The request: All of the entries need to be written out again, exactly as they are.

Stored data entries
────────────────────

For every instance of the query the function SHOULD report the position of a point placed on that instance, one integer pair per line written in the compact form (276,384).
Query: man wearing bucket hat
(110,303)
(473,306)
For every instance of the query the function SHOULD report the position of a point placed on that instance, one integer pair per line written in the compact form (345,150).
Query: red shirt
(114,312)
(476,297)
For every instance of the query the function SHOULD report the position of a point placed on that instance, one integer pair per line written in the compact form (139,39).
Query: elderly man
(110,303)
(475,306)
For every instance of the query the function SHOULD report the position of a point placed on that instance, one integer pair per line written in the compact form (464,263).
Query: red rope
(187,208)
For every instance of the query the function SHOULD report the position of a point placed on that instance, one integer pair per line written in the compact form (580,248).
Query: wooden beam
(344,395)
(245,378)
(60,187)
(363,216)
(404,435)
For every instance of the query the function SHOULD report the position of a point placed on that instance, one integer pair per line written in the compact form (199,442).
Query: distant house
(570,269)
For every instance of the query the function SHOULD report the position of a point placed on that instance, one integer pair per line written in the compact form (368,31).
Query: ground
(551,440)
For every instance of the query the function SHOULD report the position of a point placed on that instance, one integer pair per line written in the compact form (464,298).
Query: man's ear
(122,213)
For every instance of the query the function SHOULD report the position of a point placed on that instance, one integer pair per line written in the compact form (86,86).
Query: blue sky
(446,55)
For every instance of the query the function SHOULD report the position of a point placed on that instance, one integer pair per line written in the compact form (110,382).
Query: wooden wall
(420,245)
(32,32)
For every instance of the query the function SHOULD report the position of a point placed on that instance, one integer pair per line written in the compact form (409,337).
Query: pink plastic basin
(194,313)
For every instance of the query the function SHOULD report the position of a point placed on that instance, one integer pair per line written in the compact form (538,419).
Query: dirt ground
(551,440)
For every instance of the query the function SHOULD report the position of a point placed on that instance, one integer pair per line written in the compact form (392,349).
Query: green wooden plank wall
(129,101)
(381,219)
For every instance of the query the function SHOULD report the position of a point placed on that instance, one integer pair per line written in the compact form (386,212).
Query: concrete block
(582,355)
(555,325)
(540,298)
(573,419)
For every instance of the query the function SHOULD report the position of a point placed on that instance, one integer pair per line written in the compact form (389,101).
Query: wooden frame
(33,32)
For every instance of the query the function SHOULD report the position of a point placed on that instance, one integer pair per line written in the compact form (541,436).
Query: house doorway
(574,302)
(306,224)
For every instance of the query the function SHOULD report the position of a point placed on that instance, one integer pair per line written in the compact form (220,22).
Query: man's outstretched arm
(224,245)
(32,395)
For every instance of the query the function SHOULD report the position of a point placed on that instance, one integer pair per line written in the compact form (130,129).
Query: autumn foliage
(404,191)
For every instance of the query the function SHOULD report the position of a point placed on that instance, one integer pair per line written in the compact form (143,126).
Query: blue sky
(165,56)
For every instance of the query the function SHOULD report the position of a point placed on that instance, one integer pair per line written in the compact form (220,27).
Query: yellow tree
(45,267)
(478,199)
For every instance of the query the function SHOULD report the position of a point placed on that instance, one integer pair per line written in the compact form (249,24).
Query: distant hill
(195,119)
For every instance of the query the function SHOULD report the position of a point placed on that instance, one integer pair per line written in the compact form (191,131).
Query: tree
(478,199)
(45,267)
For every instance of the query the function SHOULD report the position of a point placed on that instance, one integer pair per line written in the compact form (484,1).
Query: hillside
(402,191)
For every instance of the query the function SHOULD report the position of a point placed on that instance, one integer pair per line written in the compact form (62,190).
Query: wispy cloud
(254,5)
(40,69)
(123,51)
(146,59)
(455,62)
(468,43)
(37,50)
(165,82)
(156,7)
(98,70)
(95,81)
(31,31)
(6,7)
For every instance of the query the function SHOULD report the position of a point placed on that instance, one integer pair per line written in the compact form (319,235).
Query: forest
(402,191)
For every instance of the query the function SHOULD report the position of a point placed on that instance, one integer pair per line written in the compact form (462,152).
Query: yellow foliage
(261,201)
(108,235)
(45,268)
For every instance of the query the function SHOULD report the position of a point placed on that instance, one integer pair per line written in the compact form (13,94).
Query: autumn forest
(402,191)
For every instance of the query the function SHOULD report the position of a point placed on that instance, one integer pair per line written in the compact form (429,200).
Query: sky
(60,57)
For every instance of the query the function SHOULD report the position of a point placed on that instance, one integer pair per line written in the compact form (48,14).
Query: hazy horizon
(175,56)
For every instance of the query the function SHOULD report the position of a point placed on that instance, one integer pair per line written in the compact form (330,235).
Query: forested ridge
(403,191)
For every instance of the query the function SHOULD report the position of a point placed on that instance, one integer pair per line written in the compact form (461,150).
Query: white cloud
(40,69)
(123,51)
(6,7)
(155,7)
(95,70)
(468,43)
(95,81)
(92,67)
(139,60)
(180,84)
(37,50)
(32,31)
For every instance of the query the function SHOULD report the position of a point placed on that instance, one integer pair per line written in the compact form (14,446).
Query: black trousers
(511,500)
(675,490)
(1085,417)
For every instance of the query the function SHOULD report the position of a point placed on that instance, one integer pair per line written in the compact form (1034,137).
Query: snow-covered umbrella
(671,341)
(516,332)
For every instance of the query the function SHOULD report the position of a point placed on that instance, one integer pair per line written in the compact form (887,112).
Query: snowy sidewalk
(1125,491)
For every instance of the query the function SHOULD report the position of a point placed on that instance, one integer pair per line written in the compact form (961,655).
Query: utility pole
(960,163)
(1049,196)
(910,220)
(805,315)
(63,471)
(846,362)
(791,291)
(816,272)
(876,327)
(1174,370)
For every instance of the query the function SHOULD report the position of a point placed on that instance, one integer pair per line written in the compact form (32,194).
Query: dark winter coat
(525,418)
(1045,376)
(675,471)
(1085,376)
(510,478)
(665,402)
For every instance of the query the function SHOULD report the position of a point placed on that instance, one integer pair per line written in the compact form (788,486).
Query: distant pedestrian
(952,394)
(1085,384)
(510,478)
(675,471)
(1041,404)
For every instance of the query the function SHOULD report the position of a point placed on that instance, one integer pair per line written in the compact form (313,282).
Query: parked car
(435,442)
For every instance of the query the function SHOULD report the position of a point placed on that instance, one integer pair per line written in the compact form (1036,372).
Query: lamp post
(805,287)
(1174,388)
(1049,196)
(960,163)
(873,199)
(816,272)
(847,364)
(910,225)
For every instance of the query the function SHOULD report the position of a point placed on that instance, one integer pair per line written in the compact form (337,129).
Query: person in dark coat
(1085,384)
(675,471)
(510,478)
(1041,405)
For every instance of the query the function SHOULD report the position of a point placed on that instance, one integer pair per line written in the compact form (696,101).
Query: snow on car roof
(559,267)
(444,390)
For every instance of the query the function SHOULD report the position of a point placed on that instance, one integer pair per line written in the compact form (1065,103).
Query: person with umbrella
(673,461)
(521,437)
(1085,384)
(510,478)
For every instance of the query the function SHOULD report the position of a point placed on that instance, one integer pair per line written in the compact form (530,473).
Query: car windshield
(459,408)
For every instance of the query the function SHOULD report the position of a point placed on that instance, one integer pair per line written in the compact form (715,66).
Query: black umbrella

────────────────────

Correct result:
For every instance of the query the function SHOULD report the position of a point placed on that instance, one integer pair per line written in the compact form (276,384).
Query: man wearing bucket hat
(110,303)
(473,306)
For every instance of the query the function SHOULD report the position of a point placed on that instance, one integer pair per line written in the compact form (345,150).
Query: red shirt
(114,312)
(476,297)
For every instance of the query the function SHOULD report the position of a point placed on that instance, one integer pair per line written in the compact form (139,39).
Query: elderly man
(110,303)
(475,306)
For every instance of the query the function SHOULD report the position of a point placed on that instance, one integer pair per line written in the compact form (464,263).
Query: red rope
(187,208)
For every instance of the query the function SHOULD report the position of a point placed on that instance, one integer pair per line written in the compact form (580,248).
Query: wooden beam
(344,395)
(245,378)
(60,187)
(363,216)
(404,435)
For every instance of the query the function SHOULD report the position of a point placed on that instance, one integer pair per line written in the compact form (199,442).
Query: distant house
(570,269)
For every instance of the query the function SHOULD report the position of a point placed on that instance, one integer pair per line written in the compact form (368,31).
Query: ground
(551,440)
For every instance of the query the function SHOULD report the position of a point placed on that instance, one integer pair per line written in the compact form (464,298).
Query: man's ear
(122,213)
For every instance of the query the function SHOULD report the position of a point placed on that instance, one integer pair per line written in the compact form (86,86).
Query: blue sky
(446,55)
For every instance of the query the function SHOULD report the position of a point placed on that instance, one integer pair per line written in the compact form (110,382).
Query: wooden wall
(420,245)
(32,32)
For every instance of the query the function SHOULD report the position of a point placed on that instance, one integer pair per line written in the compact form (409,337).
Query: pink plastic basin
(194,313)
For every instance of the query the function SHOULD report the position of a point placed on that instance, one integer pair per line written in the compact form (538,419).
Query: dirt ground
(551,440)
For every instance of the query the function SHOULD report the position of a point placed on that instance, one integer pair per line written in the compact form (392,349).
Query: green wooden plank wall
(129,101)
(381,219)
For every instance of the query the function SHOULD report the position of a point placed on that instance, one integer pair per line written in the compact form (386,212).
Query: concrete block
(582,355)
(555,325)
(540,298)
(573,419)
For every instance of the query the function SHOULD report the position of a point placed on that instance, one integer pair per line written in the compact form (389,101).
Query: wooden frame
(33,32)
For every instance of the query the function SHOULD report the position of a point placed on that instance, one integer pair per line written in the compact form (541,436).
Query: house doorway
(574,302)
(306,224)
For every instance of the query the function SHOULD report the position of a point placed on that instance, one integer pair per line written in the compact form (220,22).
Query: man's outstretched arm
(224,245)
(32,395)
For every instance of the query the function SHOULD report the position of a point placed on that instance, one integer pair per line written in the compact form (130,129).
Query: autumn foliage
(404,191)
For every instance of the query the function SHOULD report the position of a point placed on that instance, one integer pair per line written in the compact form (143,126).
Query: blue sky
(165,56)
For every instance of the query the function SHOULD report the position of a point placed on that instance, one integer pair per line written in the compact form (220,27).
Query: yellow tree
(45,267)
(478,199)
For every instance of the query the function SHOULD report the position of a point placed on that instance, one integer pair per line written in the compact form (249,24).
Query: distant hill
(195,119)
For every instance of the query the function SHOULD report the position of a point placed on that instance, one integer pair per line written in the compact form (191,131).
Query: tree
(478,199)
(45,267)
For every instance of the query the function SHOULD report the position of a point placed on that instance, one integer pair per line written in the compact form (484,1).
Query: hillside
(402,191)
For every instance of the query the function SHOULD report the position of a point placed on that instance, one integer pair per line written in the compact form (62,190).
Query: wispy cloud
(254,5)
(40,69)
(123,51)
(146,59)
(455,62)
(468,43)
(37,50)
(165,82)
(156,7)
(98,70)
(95,81)
(31,31)
(6,7)
For every instance of the query the function SHOULD report the position of a point placed on that instance, one integer pair per line written in the compact form (319,235).
Query: forest
(402,191)
For every instance of the query the function SHOULD report the position of a point placed on that instance, one integer pair per line written in the compact form (462,152).
Query: yellow foliage
(261,201)
(108,235)
(45,268)
For every instance of the query the function SHOULD report the position of a point placed on that instance, one integer pair per line written in the compact form (13,94).
Query: autumn forest
(402,191)
For every instance of the query the function SHOULD report the position of a point placed on that instance, one integer pair per line written in the compact form (429,200).
Query: sky
(60,57)
For every instance of the query the function SHOULD report the position of a point placed on that instance, one integer pair per line written in the compact form (48,14).
Query: hazy horizon
(175,56)
For every instance of the query the function SHOULD report the position of a point placed on that instance, one integer pair per line written in the compact form (330,235).
Query: forested ridge
(403,191)
For every instance of the query the function SHOULD report the position of a point placed on that instance, one integer pair per line written in the compact form (461,150).
Query: white cloud
(40,69)
(123,51)
(6,7)
(155,7)
(95,70)
(468,43)
(95,81)
(92,67)
(139,60)
(180,84)
(37,50)
(32,31)
For every instance of the query the function SHOULD report the position of a point placed on that instance, one integer pair per line written in the compact form (14,446).
Query: black trousers
(511,500)
(675,490)
(1085,417)
For every instance of the query the function SHOULD report the position of a point placed on that instance, one integer pair per line written in the compact form (1034,137).
Query: snow-covered umbrella
(671,341)
(516,332)
For every instance of the query the function SHOULD report the position of a point placed on that instance, one integer pair per line written in the compact form (887,112).
Query: snowy sidewalk
(1125,491)
For every instance of the query the function SHOULD report the position of a point placed on that instance, one integer pair per line written in the compact form (961,655).
Query: utility pole
(960,163)
(1049,196)
(910,220)
(805,315)
(63,471)
(846,362)
(791,291)
(816,272)
(876,327)
(1174,370)
For every instance of the query the function SHOULD report the position of a point placed on that instance, one integer pair per line written in the compact form (32,194).
Query: dark winter coat
(525,418)
(1045,376)
(675,471)
(1085,376)
(510,478)
(665,402)
For every instance of the query the function SHOULD report the position of a point placed on that instance, one integer pair per line written in the compact form (788,486).
Query: distant pedestrian
(952,394)
(1085,384)
(510,478)
(675,471)
(1041,404)
For every instance of the query the function SHOULD report the position of a point placed on that instance, one integer pair per line written in the compact form (313,282).
Query: parked car
(435,442)
For every instance of the query the function SHOULD report the position of a point placed on that instance, one integer pair per line written in the compact form (1036,372).
Query: lamp post
(805,287)
(1174,388)
(1049,196)
(960,163)
(873,199)
(816,272)
(847,364)
(910,225)
For every instance of the query the function SHOULD report the position of a point placed on that instance, one integer pair per line written in the compact form (337,129).
Query: person in dark coat
(1085,384)
(675,471)
(510,478)
(1041,405)
For every instance of the query the function SHOULD report the position of a point placed on that instance, one integer pair per line written in the compact form (696,101).
Query: snow on car roof
(559,267)
(444,390)
For every instance of the query the function SHOULD report the position of a point placed on that instance, one integer pair per line written in the compact form (1065,103).
Query: person with umbrella
(673,461)
(521,437)
(1085,384)
(510,478)
For every instance of the query the function SHOULD report the position of a point placed on that instance, one integer pair per line written in the compact form (530,473).
Query: car windshield
(459,408)
For every instance of the query the function SHOULD report the position of a point placed on that instance, one integer pair per line written in the compact form (715,66).
Query: black umbrella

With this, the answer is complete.